# Task brief
Rewrite the hypothermia text from "After the incident, Bågenholm" to "by Fredrik Skavlan.", putting "chat show" in place of "talk show".

According to BBC News, most patients who have extreme hypothermia die, even if doctors are able to restart their hearts. The survival rate for adults whose body temperature has decreased to below 28 °C is 10%–33%. Prior to Bågenholm's accident, the lowest survived body temperature was 14.4 °C, which had been recorded in a child. Gilbert said
"victims of very deep accidental hypothermia with circulatory arrest should be seen as potentially resuscitable with a prospect of full recovery. The key success factors of such marginal resuscitation efforts are early bystander actions with vigorous CPR and early warning of the emergency system, early dispatch of adequate rescue units (ground and air-ambulances) and good co-ordination between the resources outside and inside the hospital, aggressive rewarming and a spirit not to give up."
General practitioner Jel Coward from Tywyn, Wales, said persons who experience extreme hypothermia are often mistakenly thought dead because it can be difficult to detect a pulse on them. He said this case "really does bring it home to us how cautious one has to be before diagnosing death in people who are cold."

After the incident, Bågenholm became a subject of fiction and medical textbooks, and her case has been discussed in the leading British medical journal The Lancet. On 25 October 2009 her story was featured on CNN's television program Another Day: Cheating Death. Hosted by Sanjay Gupta, the program features stories from people who have survived severe conditions against all odds. Bågenholm hoped the program would give the people watching it more knowledge of hypothermia. The story is also included in Gupta's companion book, Cheating Death: The Doctors and Medical Miracles that Are Saving Lives Against All Odds. On 30 October 2009, Bågenholm and Gilbert appeared together on the popular Norwegian NRK talk show Skavlan, hosted by Fredrik Skavlan.

# Provided information
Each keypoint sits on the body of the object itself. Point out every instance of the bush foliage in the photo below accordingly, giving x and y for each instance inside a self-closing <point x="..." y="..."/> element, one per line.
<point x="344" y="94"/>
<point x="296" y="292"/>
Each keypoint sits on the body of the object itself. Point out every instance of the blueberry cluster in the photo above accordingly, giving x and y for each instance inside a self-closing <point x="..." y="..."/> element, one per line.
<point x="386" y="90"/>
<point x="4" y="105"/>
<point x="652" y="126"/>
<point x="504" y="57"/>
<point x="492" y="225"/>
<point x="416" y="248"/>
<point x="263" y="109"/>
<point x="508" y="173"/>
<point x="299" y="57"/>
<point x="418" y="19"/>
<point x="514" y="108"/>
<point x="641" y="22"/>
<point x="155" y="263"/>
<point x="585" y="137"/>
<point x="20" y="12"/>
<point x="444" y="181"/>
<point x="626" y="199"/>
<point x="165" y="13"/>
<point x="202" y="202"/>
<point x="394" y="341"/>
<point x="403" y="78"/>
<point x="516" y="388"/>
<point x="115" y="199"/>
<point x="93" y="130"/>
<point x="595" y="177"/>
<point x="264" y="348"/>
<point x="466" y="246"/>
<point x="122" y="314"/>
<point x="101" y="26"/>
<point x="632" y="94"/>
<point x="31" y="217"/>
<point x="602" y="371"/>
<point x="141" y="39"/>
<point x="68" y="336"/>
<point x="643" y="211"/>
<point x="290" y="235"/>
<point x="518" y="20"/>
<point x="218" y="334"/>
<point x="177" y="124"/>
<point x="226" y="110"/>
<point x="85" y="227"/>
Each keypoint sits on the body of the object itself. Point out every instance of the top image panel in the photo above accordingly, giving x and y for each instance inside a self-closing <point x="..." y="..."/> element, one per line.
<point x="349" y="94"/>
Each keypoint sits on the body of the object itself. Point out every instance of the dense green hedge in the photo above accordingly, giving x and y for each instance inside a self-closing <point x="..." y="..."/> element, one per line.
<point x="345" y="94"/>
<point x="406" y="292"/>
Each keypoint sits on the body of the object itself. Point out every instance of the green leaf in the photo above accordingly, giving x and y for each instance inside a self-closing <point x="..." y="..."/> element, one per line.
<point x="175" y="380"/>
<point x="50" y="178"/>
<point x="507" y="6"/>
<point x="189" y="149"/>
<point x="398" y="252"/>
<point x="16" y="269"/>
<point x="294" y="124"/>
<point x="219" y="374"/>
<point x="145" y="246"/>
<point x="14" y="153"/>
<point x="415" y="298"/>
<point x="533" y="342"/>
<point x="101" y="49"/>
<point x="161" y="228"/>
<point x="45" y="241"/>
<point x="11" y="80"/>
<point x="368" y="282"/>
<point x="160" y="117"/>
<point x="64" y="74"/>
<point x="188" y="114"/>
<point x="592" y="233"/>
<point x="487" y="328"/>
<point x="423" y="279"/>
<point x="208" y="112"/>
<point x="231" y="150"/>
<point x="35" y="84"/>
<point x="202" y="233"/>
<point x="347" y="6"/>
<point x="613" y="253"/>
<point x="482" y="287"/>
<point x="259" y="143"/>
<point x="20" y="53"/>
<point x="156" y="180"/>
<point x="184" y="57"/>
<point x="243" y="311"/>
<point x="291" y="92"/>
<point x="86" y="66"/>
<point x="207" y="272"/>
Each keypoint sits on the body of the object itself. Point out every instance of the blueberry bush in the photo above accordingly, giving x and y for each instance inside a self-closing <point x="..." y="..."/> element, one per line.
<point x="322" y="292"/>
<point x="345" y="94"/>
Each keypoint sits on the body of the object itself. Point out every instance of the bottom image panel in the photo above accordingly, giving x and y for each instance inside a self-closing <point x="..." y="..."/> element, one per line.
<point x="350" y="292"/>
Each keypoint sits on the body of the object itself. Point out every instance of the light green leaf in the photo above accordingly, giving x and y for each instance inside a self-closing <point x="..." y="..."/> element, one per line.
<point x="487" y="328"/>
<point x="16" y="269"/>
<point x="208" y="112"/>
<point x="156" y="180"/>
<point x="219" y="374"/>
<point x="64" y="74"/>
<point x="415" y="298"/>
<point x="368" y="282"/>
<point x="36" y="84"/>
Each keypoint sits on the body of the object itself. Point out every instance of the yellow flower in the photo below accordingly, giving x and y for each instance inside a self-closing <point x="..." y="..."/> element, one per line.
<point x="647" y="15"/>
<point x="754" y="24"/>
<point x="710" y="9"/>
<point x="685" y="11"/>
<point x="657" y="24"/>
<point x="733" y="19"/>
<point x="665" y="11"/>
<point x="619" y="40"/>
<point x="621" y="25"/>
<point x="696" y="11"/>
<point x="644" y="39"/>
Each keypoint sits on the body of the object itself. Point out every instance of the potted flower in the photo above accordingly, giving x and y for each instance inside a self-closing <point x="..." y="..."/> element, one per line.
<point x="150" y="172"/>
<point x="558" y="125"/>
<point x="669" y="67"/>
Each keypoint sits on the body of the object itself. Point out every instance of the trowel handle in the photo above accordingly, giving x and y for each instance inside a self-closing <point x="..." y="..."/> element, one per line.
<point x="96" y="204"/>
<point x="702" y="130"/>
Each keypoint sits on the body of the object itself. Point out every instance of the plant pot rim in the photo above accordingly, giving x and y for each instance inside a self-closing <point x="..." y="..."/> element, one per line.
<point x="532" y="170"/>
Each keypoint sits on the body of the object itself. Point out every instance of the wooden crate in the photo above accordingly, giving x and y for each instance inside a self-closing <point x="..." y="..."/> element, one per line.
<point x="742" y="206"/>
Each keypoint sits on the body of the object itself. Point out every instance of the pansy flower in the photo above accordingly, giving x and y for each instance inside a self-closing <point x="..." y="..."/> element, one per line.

# Answer section
After the incident, Bågenholm became a subject of fiction and medical textbooks, and her case has been discussed in the leading British medical journal The Lancet. On 25 October 2009 her story was featured on CNN's television program Another Day: Cheating Death. Hosted by Sanjay Gupta, the program features stories from people who have survived severe conditions against all odds. Bågenholm hoped the program would give the people watching it more knowledge of hypothermia. The story is also included in Gupta's companion book, Cheating Death: The Doctors and Medical Miracles that Are Saving Lives Against All Odds. On 30 October 2009, Bågenholm and Gilbert appeared together on the popular Norwegian NRK chat show Skavlan, hosted by Fredrik Skavlan.